Extrait |
Et que ne diraient-elles pas, ces langues à deux tranchants, si je me reposais dans un insoucieux loisir, tandis que ceux à qui je dois compte de mes journées et de mes veilles périraient par mon indifférence et par mon oisiveté ? Vous m’accuseriez, avec raison alors, du plus lâche et du plus coupable égoïsme ; car enfin daignez raisonner un moment avec vous-mêmes.
Qu’est-ce qu’un homme qui sait un métier quelconque, un métier de la main ou un métier de l’esprit ?
Cet homme est un capital.
Qu’est-ce qui fait valoir ce capital ?
C’est le travail.
Supposez que cet homme, au lieu de faire fructifier ce capital honorablement et fidèlement pour ceux auxquels il en doit le produit, stérilise, enfouisse, anéantisse ce capital en se croisant les bras par fausse dignité ou par insouciance d’autrui : que fait cet homme ?
Il fait banqueroute de lui-même à ceux auxquels il doit le produit de son activité et le pain de leur vie.
Que pensez-vous de cet homme ?
Qu’il est méprisable aux yeux de Dieu et aux yeux des autres hommes.
Eh bien ! que pensez-vous alors de vos insultes, vous qui me reprochez de travailler, c’est-à-dire vous qui m’outragez parce que je fais… quoi ? ce qu’il serait déshonorant à moi de ne pas faire !!!
Vos mépris seront donc un jour des éloges ; laissez-moi les prendre dès aujourd’hui de votre bouche pour ce qu’ils sont. Je vous rends grâces ; en cherchant à me déshonorer, vous avez, à votre insu, glorifié le travail.

Travail demandé |
1) D'après l'extrait, qu'est-ce qui fait valoir le capital que représente un homme sachant un métier ?
2) Poursuivez l'extrait sur l'éloge du travail en reprenant juste après sa dernière phrase.

Items fournis |
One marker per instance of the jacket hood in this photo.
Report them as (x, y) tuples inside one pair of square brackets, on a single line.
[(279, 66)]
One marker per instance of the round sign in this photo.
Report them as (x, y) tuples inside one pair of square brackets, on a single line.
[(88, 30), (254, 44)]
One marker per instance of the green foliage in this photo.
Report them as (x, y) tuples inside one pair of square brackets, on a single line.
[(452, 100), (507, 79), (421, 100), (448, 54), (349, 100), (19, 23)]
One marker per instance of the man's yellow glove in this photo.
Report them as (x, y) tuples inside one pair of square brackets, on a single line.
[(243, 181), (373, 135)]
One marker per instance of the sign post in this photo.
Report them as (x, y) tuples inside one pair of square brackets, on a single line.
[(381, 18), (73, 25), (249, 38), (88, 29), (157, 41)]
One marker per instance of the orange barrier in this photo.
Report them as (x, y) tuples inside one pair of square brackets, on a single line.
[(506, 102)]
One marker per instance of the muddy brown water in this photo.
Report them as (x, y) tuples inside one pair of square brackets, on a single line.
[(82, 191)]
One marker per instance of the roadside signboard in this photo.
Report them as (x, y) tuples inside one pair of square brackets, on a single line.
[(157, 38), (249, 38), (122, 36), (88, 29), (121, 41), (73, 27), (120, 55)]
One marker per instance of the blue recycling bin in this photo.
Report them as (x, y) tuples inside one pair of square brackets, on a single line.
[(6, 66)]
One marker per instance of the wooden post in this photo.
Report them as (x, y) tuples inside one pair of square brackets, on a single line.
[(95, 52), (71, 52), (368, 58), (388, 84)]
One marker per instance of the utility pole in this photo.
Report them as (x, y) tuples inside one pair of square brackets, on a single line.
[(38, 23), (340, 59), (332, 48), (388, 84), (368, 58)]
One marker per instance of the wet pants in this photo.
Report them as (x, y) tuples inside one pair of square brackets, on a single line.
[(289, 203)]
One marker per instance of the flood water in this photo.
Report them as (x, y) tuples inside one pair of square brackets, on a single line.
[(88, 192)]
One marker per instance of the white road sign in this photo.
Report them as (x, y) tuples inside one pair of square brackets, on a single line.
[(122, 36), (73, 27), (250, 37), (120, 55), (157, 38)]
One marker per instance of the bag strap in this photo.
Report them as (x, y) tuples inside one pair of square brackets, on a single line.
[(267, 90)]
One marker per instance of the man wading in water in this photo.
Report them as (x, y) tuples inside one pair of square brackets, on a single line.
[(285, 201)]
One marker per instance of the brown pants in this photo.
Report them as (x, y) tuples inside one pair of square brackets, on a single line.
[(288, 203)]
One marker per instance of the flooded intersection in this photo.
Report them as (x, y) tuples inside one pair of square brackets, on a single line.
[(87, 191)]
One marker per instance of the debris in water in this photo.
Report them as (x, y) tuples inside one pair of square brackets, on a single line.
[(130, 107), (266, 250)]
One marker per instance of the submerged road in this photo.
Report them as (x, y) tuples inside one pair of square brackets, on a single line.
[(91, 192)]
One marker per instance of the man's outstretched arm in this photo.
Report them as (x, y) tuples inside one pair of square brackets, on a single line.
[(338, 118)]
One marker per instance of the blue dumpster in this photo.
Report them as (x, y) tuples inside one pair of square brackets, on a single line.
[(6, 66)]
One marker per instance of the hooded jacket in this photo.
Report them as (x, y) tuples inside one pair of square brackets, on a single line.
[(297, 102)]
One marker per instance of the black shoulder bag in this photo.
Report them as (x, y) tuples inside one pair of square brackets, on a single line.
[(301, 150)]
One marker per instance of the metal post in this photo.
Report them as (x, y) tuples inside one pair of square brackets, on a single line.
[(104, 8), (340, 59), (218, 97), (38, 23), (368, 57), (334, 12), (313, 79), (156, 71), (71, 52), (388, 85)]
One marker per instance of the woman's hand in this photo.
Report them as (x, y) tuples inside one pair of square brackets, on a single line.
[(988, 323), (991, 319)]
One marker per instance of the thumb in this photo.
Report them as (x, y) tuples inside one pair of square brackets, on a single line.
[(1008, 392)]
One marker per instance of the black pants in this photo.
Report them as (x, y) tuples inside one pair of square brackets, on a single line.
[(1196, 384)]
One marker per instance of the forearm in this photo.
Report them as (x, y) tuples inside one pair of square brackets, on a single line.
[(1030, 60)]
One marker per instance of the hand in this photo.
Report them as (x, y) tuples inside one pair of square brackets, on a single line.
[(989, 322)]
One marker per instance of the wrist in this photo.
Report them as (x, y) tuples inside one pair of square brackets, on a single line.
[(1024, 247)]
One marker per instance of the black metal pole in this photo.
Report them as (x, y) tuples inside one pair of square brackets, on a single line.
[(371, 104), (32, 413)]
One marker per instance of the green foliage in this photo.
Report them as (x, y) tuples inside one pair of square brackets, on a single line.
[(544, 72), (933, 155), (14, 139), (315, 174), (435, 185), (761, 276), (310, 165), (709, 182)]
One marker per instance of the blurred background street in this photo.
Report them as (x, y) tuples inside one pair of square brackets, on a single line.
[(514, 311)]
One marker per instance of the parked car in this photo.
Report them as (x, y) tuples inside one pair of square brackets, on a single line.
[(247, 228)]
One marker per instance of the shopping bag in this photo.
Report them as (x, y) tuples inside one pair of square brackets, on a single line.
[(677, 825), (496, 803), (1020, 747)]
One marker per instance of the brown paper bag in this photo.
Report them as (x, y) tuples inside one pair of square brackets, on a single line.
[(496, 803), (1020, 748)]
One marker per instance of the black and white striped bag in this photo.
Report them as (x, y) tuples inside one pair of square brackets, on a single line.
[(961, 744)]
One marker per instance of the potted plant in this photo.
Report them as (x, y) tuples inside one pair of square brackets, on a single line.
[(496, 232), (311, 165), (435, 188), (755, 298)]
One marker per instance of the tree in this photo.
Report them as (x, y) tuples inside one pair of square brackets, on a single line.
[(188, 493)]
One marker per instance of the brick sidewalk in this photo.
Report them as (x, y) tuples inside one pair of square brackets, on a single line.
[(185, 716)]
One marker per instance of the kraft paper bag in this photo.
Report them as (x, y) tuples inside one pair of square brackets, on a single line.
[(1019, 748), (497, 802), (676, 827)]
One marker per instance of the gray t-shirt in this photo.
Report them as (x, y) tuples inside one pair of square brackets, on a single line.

Corrigé des exercices |
1) Le travail.

2)
Quelle cruelle inconséquence de dire à un homme : « Tu dois, et si tu ne payes pas ce que tu dois, tu es déshonoré » ; et de lui dire dans la même phrase : « Si tu continues à travailler pour payer ce que tu dois, nous te déshonorons encore. »
Voilà cependant votre logique ; ce n’est ni celle de Dieu, ni celle des hommes, ni celle de l’honneur, ni celle de l’économie politique ! Mais c’est la logique de la malignité humaine, qui veut enfermer un ennemi dans un cercle vicieux et l’étouffer entre deux sophismes.
Vous pouvez m’étouffer, oui, mais vous ne me déshonorerez pas ; je travaillerai jusqu’à mon dernier soupir, et si je succombe ce ne sera pas ma faute : ce sera celle de mes ennemis.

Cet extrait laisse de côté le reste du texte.